• _EXERCISE DETAILS_: Can you output the records below exactly as they are written?

START EXERCISE MATERIAL

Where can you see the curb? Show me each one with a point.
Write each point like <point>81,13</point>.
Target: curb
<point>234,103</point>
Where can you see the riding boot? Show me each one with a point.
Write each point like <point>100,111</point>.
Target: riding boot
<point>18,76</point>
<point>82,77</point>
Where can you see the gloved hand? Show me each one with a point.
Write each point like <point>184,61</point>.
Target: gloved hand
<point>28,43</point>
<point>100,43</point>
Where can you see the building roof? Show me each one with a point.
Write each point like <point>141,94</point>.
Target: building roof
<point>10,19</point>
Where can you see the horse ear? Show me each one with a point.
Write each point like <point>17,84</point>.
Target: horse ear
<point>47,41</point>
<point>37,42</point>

END EXERCISE MATERIAL

• _EXPECTED OUTPUT_:
Where can you see the curb? Show me each one with a point.
Write each point like <point>81,13</point>.
Target: curb
<point>234,103</point>
Where can you see the riding boot? Show me each one with a point.
Write each point like <point>100,111</point>.
Target: riding boot
<point>18,76</point>
<point>82,77</point>
Where can you see the gloved hand? Show me each one with a point.
Write each point like <point>184,61</point>.
Target: gloved hand
<point>28,43</point>
<point>100,43</point>
Where can you see the building roof? Show me each one with a point.
Write each point like <point>141,94</point>.
Target: building roof
<point>10,19</point>
Where can you see the horse ear? Show me each one with a point.
Write each point like <point>17,84</point>.
Target: horse ear
<point>47,41</point>
<point>37,42</point>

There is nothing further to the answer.